§ **Trecho do texto**:

/---

Ano 10 - N° 494 - 4 de Dezembro de 2016

MARCUS VINICIUS DE AZEVEDO BRAGA
acervobraga@gmail.com
Rio de Janeiro, RJ (Brasil)

 

 
A tolerância zero


Uma briga de trânsito, um mal-entendido em uma festa, confusões em filas, disputas por vagas de estacionamento, som alto do vizinho, lutas por cadeiras em praças de alimentação. Eventos simples, cotidianos, e que por vezes terminam em ações de violência, tiros, agressões, facadas. Pequenas causas de grandes escândalos.

Um clima de tensão paira no ar, no qual uma simples fagulha atinge o combustível volátil e “bum!”. Tudo explode. Em especial em aglomerações e em lugares públicos nos convertemos em um irreconhecível agressor a direcionar nossas forças ao alvo da vez. O que está nos levando a tanta selvageria por questões menores, na vivência em sociedade?

Nesse sentido, a expressão “tolerância zero” adquire um caráter negativo, de pessoas que se irritam e explodem com as mazelas cotidianas, às quais todos nós estamos sujeitos, em um problema que tem-se agravado, em especial nos centros urbanos. Basta ler os jornais para atestar essa infeliz assertiva. Xingamentos, agressões, preconceito. Pessoas revelando sua pior face em ações reais e virtuais.

\---

§ **Pedido escrito**:
Copie do texto sobre a tolerância zero o trecho que começa nas palavras "Um clima de" e para logo depois de "reais e virtuais.", sem mudar nada.

§ **Dados do conjunto**:
/---

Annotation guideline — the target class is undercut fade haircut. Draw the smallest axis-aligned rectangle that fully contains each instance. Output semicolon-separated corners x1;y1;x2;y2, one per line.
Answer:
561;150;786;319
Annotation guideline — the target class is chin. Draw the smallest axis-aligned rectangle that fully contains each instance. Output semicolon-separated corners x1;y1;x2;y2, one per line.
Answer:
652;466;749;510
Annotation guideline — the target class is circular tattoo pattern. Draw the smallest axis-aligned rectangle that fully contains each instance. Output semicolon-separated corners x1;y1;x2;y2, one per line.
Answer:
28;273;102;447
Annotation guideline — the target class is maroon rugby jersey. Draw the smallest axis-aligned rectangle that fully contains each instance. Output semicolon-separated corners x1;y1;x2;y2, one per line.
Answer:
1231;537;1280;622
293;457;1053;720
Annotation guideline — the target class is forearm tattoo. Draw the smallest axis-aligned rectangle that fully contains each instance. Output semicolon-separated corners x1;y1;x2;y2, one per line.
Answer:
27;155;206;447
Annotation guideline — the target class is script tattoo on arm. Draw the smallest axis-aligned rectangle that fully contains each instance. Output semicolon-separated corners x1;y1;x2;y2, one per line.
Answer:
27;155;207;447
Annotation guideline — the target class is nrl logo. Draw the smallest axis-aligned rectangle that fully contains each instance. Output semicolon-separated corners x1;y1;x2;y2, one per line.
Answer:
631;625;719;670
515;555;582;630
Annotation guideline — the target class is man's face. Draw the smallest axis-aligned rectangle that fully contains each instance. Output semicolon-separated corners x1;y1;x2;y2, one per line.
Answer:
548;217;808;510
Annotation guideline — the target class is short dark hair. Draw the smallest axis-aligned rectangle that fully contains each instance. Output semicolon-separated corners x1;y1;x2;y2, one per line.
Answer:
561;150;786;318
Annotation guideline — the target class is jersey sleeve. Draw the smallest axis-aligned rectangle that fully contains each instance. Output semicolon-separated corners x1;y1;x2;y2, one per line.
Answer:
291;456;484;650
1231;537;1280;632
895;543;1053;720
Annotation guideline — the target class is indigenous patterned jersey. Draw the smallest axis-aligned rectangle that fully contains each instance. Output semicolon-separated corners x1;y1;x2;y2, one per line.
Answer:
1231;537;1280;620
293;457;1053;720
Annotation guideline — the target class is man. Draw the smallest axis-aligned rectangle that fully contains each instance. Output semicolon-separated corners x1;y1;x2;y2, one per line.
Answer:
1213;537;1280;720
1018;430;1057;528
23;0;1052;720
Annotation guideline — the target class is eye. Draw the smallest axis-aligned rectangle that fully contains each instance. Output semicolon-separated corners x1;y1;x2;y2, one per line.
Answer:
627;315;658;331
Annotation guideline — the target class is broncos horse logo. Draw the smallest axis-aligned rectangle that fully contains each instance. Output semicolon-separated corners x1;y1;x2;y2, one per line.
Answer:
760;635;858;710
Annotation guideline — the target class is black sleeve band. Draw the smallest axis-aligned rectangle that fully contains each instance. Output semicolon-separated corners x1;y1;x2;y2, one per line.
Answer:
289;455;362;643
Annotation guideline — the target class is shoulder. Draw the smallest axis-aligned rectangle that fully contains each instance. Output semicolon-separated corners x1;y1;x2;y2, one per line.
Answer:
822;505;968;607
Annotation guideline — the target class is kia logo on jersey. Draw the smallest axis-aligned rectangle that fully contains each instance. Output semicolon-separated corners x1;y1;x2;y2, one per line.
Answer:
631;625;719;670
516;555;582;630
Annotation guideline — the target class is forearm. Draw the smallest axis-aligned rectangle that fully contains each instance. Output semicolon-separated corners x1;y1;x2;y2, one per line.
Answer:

\---

§ **Resposta ao exercício**:
Um clima de tensão paira no ar, no qual uma simples fagulha atinge o combustível volátil e “bum!”. Tudo explode. Em especial em aglomerações e em lugares públicos nos convertemos em um irreconhecível agressor a direcionar nossas forças ao alvo da vez. O que está nos levando a tanta selvageria por questões menores, na vivência em sociedade?

Nesse sentido, a expressão “tolerância zero” adquire um caráter negativo, de pessoas que se irritam e explodem com as mazelas cotidianas, às quais todos nós estamos sujeitos, em um problema que tem-se agravado, em especial nos centros urbanos. Basta ler os jornais para atestar essa infeliz assertiva. Xingamentos, agressões, preconceito. Pessoas revelando sua pior face em ações reais e virtuais.